● **Instructions to follow**
Print the listing below from its opening line through the line holding "sample: <point>100,82</point>", both ends included.

● **Material for this task**
┌──
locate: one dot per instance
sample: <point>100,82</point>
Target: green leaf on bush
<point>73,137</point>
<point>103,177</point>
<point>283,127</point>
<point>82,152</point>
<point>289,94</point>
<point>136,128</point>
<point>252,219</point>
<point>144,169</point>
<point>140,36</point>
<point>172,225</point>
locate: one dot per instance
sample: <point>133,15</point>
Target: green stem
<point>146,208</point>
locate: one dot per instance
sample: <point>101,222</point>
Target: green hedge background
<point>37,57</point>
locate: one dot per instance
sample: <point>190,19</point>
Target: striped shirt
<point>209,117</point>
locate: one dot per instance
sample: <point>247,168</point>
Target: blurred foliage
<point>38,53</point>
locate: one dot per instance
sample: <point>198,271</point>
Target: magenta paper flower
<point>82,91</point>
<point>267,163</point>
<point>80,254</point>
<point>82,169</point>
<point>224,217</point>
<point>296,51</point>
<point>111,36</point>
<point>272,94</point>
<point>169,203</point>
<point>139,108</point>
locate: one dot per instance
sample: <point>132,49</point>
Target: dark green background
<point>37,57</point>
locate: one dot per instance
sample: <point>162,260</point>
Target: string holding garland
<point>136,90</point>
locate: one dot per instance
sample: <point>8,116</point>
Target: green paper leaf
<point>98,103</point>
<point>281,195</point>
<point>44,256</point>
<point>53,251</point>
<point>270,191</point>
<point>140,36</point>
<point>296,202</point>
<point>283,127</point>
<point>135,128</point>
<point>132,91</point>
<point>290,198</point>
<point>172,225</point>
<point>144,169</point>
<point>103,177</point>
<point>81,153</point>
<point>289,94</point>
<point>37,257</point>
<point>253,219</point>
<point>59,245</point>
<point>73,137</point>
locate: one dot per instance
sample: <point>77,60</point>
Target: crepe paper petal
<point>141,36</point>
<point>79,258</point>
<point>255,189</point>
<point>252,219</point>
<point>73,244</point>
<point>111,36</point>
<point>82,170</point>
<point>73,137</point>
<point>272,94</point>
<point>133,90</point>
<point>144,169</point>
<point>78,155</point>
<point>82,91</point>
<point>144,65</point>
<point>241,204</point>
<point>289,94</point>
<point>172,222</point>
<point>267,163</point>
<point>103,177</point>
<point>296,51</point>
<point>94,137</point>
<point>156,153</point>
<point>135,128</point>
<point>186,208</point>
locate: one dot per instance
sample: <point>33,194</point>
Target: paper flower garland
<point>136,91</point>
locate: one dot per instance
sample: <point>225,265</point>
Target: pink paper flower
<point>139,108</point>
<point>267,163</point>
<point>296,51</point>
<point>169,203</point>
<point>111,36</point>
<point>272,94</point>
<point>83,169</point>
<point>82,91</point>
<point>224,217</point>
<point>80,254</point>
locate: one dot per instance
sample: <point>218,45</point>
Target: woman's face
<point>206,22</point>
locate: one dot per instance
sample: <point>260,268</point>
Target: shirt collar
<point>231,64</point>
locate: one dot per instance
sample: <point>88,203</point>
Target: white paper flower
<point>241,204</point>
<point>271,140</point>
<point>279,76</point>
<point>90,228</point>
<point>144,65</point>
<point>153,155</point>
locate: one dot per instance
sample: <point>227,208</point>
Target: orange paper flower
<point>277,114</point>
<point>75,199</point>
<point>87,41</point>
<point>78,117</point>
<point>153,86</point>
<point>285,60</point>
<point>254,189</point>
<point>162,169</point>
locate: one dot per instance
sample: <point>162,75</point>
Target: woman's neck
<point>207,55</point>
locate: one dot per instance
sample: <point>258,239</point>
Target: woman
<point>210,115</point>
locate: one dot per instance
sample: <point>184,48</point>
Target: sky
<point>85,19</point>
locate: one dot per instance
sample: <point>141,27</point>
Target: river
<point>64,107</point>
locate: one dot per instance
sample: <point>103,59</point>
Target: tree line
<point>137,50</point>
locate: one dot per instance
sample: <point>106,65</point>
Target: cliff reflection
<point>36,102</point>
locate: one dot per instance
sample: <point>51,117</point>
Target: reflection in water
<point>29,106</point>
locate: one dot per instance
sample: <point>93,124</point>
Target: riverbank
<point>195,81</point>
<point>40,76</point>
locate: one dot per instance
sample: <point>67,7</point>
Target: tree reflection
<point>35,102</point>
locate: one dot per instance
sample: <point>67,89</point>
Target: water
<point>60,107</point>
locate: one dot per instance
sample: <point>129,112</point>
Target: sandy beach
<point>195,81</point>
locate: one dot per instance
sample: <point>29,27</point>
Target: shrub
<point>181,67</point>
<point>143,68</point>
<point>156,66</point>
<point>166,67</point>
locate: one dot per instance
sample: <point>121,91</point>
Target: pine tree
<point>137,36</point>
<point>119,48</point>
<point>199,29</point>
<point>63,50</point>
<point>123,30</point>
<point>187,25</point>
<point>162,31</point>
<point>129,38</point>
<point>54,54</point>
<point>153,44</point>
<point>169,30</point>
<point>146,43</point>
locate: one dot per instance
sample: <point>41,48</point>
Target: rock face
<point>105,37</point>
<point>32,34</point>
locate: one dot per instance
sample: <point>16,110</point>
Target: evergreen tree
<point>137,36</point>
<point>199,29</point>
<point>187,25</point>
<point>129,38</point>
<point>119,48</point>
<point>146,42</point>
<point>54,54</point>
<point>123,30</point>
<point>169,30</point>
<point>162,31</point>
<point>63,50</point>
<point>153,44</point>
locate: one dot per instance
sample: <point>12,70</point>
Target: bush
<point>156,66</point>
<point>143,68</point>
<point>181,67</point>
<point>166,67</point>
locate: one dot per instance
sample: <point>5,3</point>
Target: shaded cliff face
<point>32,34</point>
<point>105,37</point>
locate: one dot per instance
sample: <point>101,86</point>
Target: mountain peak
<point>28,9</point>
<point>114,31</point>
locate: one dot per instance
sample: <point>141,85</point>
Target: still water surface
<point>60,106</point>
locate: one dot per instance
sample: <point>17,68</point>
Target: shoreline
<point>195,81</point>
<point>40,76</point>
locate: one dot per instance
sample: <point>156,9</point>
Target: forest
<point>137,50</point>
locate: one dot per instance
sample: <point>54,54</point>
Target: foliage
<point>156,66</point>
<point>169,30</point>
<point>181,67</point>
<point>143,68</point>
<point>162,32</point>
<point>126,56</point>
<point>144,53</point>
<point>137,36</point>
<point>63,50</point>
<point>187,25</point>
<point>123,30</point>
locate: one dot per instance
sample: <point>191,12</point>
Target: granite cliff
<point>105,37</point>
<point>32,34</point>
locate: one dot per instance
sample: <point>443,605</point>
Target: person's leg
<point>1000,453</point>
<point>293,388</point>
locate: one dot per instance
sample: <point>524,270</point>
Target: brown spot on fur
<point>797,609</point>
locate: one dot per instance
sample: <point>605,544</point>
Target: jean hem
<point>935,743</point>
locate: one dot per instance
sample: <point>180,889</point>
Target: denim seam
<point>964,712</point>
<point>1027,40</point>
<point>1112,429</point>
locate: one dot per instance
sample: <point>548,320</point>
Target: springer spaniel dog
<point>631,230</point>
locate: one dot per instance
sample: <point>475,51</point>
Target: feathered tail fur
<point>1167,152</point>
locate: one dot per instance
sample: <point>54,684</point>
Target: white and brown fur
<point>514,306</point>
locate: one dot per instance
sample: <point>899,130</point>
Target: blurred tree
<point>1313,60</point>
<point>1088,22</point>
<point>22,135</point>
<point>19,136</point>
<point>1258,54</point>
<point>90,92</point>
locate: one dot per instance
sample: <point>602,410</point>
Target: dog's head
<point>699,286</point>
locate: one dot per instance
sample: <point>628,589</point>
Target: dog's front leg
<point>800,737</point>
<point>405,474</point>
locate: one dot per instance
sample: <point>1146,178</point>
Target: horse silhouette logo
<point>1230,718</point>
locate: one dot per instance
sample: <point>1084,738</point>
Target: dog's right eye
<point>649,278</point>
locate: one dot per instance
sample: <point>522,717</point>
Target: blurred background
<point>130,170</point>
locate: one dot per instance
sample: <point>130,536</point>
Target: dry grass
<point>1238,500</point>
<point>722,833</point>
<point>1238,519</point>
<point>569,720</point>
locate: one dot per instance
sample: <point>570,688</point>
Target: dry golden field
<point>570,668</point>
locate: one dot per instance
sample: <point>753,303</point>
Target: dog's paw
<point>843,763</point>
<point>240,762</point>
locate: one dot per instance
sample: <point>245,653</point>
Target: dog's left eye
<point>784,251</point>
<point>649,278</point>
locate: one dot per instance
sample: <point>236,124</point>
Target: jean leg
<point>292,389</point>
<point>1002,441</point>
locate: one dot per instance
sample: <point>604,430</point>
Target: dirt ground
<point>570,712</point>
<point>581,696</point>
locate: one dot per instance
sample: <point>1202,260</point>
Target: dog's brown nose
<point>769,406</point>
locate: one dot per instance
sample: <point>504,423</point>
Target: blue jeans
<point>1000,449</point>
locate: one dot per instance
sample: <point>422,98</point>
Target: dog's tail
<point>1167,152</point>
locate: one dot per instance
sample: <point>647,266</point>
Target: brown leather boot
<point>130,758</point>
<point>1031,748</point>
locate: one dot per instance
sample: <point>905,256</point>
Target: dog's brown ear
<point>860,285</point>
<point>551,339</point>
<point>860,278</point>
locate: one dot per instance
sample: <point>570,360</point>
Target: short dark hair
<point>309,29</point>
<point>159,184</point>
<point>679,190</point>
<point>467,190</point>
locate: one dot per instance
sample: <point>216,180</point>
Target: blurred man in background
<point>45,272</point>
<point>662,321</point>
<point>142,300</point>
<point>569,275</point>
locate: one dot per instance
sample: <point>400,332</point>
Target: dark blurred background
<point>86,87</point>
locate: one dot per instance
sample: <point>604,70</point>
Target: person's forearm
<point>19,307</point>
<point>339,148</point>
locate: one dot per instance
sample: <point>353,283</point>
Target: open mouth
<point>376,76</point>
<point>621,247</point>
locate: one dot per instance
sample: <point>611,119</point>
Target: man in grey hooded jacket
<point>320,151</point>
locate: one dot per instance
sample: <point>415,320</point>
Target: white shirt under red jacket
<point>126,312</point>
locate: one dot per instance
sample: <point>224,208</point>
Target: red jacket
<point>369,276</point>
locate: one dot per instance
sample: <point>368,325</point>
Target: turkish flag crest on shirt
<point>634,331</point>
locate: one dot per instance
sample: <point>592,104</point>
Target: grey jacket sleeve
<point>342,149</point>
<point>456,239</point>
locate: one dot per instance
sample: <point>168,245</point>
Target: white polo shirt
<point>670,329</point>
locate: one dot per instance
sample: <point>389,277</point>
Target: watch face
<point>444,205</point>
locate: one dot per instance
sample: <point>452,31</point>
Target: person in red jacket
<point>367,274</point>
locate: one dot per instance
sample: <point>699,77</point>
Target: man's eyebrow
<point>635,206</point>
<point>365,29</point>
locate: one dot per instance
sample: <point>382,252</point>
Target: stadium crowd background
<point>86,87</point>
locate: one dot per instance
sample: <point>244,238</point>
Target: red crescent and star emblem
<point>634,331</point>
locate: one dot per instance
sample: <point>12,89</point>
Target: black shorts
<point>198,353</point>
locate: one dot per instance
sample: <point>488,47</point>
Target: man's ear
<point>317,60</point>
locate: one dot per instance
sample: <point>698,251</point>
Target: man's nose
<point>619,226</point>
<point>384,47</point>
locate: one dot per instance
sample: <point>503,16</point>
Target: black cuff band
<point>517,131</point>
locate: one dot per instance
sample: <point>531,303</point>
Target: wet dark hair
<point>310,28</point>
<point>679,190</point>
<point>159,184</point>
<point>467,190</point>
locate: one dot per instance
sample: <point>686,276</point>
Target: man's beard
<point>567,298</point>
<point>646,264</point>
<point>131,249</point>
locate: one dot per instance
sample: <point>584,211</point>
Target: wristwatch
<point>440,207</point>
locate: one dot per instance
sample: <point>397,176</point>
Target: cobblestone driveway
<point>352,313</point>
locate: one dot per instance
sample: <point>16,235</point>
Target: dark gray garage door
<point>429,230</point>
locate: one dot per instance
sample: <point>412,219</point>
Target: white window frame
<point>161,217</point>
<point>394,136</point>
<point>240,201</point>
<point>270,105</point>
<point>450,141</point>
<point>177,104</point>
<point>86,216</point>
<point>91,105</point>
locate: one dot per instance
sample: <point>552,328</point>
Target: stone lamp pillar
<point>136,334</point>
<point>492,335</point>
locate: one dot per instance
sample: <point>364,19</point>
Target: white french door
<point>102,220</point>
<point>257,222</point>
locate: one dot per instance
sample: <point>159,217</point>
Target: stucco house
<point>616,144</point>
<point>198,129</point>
└──
● **Solution for this problem**
locate: one dot per instance
sample: <point>100,82</point>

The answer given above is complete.